▶ **Text segment**:
70 of 73 people found the following review helpful
on March 24, 2000
Seeing this movie on cable is nothing compared to actually seeing it uncut and rated R. Unlike the ludicrously-conceived sequel, which hit theaters in 1999, this movie does not have a strong emphasis on blood or gore, and there is an evident emotional factor as well. The viewers can actually sympathize with Carrie White as she goes through her adolescent period, endures the hardhips of being the center of ridicule and banter, and her feelings of happiness when Tommy asks her to the prom. Sissy Spacek plays her character to a T, making the emotions believable and realistic. Piper Laurie, who plays her mother, is the pinacle of the tight-fisted parent who allows for nothing degrading to enter into her child's life or mind. Brian de Palma has truly done a marvelous job in recreating the Stephen King classic, and while some factors of the movie and the book differ at different times, there is still a remaining quality of justice done to the novel. This movie will also make some people think twice before making fun of anyone again. To all who see this, I hope you enjoy it.
60 of 65 people found the following review helpful
on June 14, 2007
This is one of my favorite films. If you've never seen it how lucky you are to still have it ahead of you! If you haven't seen it for years, and remember it as just a dumb teen horror movie, you have the pleasure of discovering how well made and acted it is.
I was one of those who just thought this was a dumb teen horror movie, and was thus surprised when it was the first film we studied in one of my college film courses. Learning how deftly layered and brilliantly directed this movie is was in large part my first awakening to how interesting and well-done horror and other dismissed genres can be.
Although this film was considered horror when it came out, now, more than 20 years later, I think you have to look at it as more of a macabre tragic drama, because certainly no one will be scared by it. Many on the IMDb complain that "nothing happens" in the first hour, which I blame on its continuing place in the "horror" genre. Unfortunately, those people are missing all of the character development and thematic content that makes the ending so moving to those who have followed it.
The film is unflinching in its portrayal of female jealousy and sublimated sexual rage. The appearance of Carrie's powers coincides with her first period, i.e. the onset of sexual maturity. The following events are all about sexual attraction and jealousy, following Carrie's emergence as a woman, the dynamics of the other girls at school and their sexual/romantic intrigues, and the White family's bizarre sexual mores. The drama with the girls at school is all about dates and sex and going to the prom. Carrie's sympathetic gym teacher tries to get her to wear makeup and pay more attention to her hair. Meanwhile, Carrie's mother equates her menstruation with acceptance of sin, and later refers to her breasts as "dirty pillows." Once you start to look at it this way, you'll be surprised at the number of incidents and bits of dialogue that relate to this theme, and how carefully focused the entire screenplay is.

▶ **Material provided**:
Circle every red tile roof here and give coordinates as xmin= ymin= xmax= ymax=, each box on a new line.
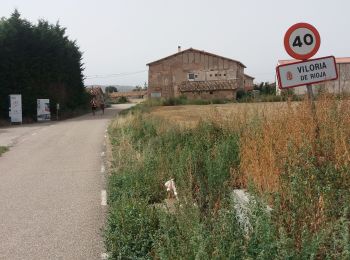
xmin=244 ymin=74 xmax=255 ymax=79
xmin=147 ymin=48 xmax=246 ymax=68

▶ **Request A**:
In the Carrie reviews, which actor plays Carrie's mother?
▶ **Request B**:
From the Carrie reviews, return the stretch from "60 of 65 people" through "acted it is.", reproduced word for word.

▶ **Exercise response A**:
Piper Laurie

▶ **Exercise response B**:
60 of 65 people found the following review helpful
on June 14, 2007
This is one of my favorite films. If you've never seen it how lucky you are to still have it ahead of you! If you haven't seen it for years, and remember it as just a dumb teen horror movie, you have the pleasure of discovering how well made and acted it is.